### Acciones a realizar
A – Responde estas preguntas sobre el texto:
(i) ¿A quién se atribuye el aforismo sobre el sueño?
(ii) ¿Qué palabra reinventó Freud?
(iii) ¿Qué premios se celebraron durante la clausura forzada por la pandemia?
B – Extrae del texto, por favor, el fragmento que comienza en las palabras "Vivimos a merced" y termina después de las palabras "alimenta nuestra savia.".

### Sección del texto
┏━━

Por LUIS PÉREZ-ORAMAS
Decía Paul Valéry, en un aforismo que pudiera Víctor Guédez añadir a esta enciclopedia de pensamientos que ha ido reuniendo —pequeños alephs de sabiduría que lo conducen—: “Sueño: llamamos sueño a cierto recuerdo. Llamamos sueño al recuerdo de un sueño”. Y más adelante: “Sueño es aquello que puede ser convertido en sueño. Cuando despertamos”. Freud, que reinventó la palabra ‘figurabilidad’, nos dejó el abanico abierto de esas tres cifras que se juntan en aquello de nunca llegar a ser hasta más tarde: el sueño, la figurabilidad y, por supuesto, la memoria.
Vivimos a merced del olvido. Pero en nosotros vive, latente, sin que sepamos, el reservorio magnífico de lo inolvidable. Y un día cualquiera, como el sueño, como la memoria, como la intensidad figural haciéndose a la vez extensa y concreta en las figuras, lo inolvidable retorna en nosotros y nos hace saber que el olvido, despertando, incesantemente nos trabaja, y alimenta nuestra savia.
Un día de mi infancia entré, de la mano de mi padre, a la casa de Víctor Guédez. No sabía —como no sabemos nada en la infancia, ese lugar sin voz en el que las palabras de otros comienzan a hacer su nicho en nosotros— en casa de quién entraba. Tampoco recordaba, hasta hace muy poco tiempo, haber ido a esa casa, haber entrado en ese recinto.
Sucede que pocas semanas atrás, durante la clausura forzada por la pandemia, nos tocó celebrar (y a quienes fuimos recipiendarios, también agradecer) la otorgación de los premios AICA, capítulo Venezuela. Entonces, en uno de esos encuentros ‘virtuales’, yo pude ver a Víctor en su casa, rodeado por infinitas bibliotecas. En ese instante volvió lo inolvidable a mí, como a veces vuelve el sueño. Y pude entonces despertar a la memoria de aquel día de infancia, cuando entré, de la mano de mi padre, a la casa de Víctor Guédez.
Vino a mí como una imagen precisa, nítida, impecable. Era la vívida memoria de una casa plena de obras de arte, y con ello la primera experiencia que tuve en mi existencia de una colección, tal como puedo llamarla hoy con un nombre que entonces me faltaba.
Aquel primer asombro fue, como también solo puedo saberlo hoy, un evento formador —quizás también transformador— en mi vida. Me he dedicado por largos años, en buena parte, a estar en el corazón de colecciones de arte —privadas, públicas, personales, ficticias, legendarias—; he contribuido a formar algunas; pero sin duda la primera fue aquella casa de Víctor Guédez en la que las obras se acumulaban ante mis ojos inmensamente abiertos y sin voz, de suelo a techo, como los libros que lo rodeaban el día en que lo inolvidable se hizo en mi memoria nuevamente.

┗━━

(Datos recopilados)
┏━━

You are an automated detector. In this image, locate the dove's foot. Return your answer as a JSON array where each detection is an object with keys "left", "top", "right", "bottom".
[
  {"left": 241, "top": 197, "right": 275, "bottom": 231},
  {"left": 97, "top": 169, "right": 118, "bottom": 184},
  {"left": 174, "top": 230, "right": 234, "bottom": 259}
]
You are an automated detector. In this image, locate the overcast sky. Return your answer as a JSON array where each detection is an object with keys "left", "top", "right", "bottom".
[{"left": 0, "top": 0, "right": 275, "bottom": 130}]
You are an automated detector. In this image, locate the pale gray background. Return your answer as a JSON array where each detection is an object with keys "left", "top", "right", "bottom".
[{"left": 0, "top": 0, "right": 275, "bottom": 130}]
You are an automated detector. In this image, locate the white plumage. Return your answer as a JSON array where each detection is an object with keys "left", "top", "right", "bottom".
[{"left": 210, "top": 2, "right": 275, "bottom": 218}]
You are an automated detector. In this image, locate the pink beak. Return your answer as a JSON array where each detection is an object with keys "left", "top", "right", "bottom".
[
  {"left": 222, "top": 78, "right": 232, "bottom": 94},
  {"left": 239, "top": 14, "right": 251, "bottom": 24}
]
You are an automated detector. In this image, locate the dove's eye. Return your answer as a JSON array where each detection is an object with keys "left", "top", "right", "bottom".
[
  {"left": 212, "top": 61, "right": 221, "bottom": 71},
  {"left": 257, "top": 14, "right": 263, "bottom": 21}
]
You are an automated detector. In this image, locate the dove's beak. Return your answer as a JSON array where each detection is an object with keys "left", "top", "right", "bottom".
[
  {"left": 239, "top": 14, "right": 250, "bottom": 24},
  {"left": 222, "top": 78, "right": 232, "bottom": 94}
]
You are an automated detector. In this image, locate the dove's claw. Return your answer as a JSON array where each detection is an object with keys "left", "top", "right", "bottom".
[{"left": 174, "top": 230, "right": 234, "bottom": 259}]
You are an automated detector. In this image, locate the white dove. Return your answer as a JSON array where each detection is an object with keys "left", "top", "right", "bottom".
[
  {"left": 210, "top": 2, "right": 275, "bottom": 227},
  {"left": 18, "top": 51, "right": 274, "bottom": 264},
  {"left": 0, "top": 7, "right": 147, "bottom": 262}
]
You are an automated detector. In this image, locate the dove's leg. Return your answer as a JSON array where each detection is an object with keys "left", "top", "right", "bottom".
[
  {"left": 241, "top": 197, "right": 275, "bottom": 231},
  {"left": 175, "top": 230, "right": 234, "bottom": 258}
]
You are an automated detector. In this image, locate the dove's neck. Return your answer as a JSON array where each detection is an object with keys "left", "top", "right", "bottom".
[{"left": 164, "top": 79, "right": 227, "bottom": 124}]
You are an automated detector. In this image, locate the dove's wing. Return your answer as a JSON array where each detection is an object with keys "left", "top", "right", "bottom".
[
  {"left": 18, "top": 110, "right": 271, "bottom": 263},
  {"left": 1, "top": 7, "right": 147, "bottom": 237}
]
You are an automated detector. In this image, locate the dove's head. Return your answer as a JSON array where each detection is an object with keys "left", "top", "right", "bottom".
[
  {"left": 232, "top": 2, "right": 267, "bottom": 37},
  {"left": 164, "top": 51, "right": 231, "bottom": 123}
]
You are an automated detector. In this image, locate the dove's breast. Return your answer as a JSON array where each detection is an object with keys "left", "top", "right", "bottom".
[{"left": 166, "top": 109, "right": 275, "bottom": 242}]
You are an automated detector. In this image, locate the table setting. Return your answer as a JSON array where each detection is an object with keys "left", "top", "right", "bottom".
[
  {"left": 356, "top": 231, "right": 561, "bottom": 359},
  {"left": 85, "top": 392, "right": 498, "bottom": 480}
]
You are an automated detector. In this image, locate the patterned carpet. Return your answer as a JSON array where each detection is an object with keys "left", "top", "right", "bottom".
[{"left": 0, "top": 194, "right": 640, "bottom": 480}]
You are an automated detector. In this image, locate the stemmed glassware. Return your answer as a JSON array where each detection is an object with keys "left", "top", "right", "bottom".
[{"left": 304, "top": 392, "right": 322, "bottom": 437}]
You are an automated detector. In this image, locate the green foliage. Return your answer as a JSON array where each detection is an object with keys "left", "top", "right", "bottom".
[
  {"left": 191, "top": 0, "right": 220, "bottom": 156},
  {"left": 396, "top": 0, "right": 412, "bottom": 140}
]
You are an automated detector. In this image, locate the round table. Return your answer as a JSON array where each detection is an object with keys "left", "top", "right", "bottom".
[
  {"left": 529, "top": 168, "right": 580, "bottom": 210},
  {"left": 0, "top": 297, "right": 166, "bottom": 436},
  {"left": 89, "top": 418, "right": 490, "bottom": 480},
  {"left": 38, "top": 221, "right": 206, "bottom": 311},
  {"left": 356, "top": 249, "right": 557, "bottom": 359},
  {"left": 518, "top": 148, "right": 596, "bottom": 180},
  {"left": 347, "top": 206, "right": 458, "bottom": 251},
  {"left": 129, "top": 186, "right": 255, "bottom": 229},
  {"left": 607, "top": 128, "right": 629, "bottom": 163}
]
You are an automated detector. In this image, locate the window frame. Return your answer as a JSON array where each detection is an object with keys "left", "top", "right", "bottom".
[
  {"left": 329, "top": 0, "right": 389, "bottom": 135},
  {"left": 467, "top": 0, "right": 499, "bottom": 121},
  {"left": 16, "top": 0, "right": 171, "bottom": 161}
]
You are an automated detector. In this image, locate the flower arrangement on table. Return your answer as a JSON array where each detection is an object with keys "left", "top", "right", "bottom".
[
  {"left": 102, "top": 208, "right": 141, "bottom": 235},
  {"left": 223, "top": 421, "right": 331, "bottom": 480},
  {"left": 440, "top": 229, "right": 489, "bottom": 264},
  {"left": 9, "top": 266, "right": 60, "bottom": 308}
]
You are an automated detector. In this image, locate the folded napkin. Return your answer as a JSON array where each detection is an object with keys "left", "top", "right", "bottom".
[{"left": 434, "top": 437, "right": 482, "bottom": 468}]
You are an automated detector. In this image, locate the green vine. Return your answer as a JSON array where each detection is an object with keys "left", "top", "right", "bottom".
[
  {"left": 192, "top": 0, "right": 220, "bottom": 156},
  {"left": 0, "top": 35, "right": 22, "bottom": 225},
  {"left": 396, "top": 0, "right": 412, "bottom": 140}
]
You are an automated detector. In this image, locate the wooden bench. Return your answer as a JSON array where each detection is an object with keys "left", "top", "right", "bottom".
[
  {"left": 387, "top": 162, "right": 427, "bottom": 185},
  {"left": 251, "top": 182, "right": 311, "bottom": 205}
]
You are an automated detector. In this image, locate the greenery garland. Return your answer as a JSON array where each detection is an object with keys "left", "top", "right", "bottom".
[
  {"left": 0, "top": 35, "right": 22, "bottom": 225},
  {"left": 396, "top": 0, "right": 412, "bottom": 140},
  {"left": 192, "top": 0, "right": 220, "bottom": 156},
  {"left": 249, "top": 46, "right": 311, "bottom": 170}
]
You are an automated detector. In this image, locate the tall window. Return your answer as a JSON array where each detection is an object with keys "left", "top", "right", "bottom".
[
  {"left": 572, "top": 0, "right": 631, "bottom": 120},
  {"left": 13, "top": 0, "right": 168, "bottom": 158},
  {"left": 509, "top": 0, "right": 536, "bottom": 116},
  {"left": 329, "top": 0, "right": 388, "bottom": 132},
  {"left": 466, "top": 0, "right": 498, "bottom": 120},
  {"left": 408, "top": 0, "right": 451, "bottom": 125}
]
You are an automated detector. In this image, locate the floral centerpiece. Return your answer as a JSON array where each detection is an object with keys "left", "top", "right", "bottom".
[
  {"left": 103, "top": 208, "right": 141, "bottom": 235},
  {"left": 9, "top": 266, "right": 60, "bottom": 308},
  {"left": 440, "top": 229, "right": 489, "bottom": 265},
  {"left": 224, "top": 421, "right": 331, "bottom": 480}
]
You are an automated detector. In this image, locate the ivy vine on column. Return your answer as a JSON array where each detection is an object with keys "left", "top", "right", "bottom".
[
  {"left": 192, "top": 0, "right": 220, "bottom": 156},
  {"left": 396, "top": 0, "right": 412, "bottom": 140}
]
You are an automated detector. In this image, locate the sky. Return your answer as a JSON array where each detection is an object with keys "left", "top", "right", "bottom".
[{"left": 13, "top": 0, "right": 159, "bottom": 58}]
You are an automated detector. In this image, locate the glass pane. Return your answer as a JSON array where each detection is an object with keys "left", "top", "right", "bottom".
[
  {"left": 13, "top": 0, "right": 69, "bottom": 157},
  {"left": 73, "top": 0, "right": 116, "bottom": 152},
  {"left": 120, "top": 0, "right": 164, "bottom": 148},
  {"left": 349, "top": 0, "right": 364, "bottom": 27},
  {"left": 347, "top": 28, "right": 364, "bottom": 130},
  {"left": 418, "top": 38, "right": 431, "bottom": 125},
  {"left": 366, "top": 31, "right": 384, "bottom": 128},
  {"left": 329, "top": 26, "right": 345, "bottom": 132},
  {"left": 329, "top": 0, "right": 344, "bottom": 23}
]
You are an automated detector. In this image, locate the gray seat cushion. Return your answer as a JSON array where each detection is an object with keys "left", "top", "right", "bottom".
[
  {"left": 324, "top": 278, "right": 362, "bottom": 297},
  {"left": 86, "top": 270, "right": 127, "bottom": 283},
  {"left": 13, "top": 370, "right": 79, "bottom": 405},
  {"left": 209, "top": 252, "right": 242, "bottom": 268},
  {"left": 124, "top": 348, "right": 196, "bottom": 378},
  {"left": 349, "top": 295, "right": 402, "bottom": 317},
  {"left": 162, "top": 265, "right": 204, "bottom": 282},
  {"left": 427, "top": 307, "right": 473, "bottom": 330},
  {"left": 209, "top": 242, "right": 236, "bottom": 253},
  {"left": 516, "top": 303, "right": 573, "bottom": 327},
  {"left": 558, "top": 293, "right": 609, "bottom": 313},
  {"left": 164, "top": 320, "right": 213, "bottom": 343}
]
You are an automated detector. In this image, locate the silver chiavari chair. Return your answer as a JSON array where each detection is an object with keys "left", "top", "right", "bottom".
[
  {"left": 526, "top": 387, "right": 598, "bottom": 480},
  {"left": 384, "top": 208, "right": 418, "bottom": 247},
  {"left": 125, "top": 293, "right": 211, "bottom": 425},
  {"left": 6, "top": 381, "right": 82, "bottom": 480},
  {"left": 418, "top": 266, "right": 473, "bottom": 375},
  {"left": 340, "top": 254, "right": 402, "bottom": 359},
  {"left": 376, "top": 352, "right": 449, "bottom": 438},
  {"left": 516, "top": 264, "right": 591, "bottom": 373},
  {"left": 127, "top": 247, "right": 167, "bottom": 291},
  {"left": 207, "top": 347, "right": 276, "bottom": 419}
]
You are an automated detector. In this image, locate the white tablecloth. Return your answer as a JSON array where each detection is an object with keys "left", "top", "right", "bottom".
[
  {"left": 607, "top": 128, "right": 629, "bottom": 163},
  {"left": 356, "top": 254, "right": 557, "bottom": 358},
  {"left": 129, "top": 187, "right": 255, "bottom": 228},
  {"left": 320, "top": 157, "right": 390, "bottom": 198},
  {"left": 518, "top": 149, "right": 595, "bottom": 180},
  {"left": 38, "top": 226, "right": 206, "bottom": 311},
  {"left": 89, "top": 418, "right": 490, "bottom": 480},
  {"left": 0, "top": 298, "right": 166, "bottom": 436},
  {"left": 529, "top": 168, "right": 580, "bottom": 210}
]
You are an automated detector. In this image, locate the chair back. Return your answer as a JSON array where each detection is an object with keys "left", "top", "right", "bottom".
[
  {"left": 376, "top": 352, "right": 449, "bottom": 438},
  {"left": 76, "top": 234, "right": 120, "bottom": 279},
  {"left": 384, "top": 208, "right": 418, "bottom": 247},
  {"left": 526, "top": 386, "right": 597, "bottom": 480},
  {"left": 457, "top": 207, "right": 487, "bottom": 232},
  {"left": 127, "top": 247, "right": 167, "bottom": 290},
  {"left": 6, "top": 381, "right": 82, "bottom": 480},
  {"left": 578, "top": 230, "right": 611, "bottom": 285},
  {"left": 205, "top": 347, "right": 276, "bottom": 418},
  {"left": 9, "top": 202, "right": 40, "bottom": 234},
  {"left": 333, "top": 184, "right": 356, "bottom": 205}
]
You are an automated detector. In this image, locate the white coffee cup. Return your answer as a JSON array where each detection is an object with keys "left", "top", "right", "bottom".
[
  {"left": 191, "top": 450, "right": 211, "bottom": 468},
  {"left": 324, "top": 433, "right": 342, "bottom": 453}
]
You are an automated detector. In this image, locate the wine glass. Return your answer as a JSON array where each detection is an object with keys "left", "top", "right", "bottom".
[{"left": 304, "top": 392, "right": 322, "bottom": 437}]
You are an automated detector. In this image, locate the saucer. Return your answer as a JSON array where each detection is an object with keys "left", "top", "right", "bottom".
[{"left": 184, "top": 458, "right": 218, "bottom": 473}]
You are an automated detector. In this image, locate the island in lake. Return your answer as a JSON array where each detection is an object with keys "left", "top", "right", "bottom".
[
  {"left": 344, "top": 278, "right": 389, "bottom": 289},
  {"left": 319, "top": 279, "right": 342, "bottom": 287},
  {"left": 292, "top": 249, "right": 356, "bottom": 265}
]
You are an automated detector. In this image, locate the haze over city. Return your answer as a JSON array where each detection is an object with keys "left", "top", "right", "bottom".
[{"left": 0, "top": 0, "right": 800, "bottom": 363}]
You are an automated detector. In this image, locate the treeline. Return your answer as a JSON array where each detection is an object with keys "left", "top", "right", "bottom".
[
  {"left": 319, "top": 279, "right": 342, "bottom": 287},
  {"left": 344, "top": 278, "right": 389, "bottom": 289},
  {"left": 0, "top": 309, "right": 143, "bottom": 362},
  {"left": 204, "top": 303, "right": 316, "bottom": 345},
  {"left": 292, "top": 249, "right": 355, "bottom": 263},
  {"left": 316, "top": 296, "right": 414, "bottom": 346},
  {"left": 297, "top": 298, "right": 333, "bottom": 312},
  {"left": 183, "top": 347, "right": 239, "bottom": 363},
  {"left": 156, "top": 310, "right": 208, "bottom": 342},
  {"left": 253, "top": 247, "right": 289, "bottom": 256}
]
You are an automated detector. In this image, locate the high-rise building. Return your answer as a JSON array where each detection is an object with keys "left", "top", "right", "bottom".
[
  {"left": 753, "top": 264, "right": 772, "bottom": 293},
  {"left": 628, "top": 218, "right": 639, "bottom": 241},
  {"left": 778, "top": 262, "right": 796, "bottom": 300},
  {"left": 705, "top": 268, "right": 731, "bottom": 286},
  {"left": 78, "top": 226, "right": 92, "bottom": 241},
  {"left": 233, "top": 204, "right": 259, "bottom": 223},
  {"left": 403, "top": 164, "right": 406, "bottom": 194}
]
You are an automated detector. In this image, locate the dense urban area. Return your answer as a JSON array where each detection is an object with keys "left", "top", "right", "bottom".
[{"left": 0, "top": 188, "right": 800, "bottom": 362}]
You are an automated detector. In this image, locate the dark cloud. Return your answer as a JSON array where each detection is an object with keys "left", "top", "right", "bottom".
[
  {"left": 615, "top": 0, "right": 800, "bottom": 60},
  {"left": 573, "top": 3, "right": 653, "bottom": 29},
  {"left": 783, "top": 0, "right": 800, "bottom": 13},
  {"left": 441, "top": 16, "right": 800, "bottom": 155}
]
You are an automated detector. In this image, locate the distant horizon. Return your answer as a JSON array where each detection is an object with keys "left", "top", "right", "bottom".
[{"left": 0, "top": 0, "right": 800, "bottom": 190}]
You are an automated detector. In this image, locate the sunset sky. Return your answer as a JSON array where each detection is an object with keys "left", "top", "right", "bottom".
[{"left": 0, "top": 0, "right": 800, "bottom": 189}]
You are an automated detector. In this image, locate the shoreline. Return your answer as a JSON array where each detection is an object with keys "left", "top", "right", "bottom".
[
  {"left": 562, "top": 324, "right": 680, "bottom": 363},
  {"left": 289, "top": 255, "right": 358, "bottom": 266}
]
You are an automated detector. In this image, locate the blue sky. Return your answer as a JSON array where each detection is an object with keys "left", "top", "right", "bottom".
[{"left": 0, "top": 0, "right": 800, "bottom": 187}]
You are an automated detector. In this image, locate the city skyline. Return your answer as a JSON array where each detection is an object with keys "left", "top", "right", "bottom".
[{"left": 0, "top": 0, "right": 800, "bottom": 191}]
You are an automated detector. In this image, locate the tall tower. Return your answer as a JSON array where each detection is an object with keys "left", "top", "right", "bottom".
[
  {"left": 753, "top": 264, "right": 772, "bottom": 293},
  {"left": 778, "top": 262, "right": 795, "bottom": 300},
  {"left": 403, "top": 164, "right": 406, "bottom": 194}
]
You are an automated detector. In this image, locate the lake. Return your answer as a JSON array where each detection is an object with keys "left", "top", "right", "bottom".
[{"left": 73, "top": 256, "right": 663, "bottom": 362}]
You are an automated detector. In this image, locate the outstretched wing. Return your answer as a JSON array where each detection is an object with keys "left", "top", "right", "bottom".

┗━━

### Lista de respuestas
A –
(i) A Paul Valéry.
(ii) La palabra "figurabilidad".
(iii) Los premios AICA, capítulo Venezuela.

B –
Vivimos a merced del olvido. Pero en nosotros vive, latente, sin que sepamos, el reservorio magnífico de lo inolvidable. Y un día cualquiera, como el sueño, como la memoria, como la intensidad figural haciéndose a la vez extensa y concreta en las figuras, lo inolvidable retorna en nosotros y nos hace saber que el olvido, despertando, incesantemente nos trabaja, y alimenta nuestra savia.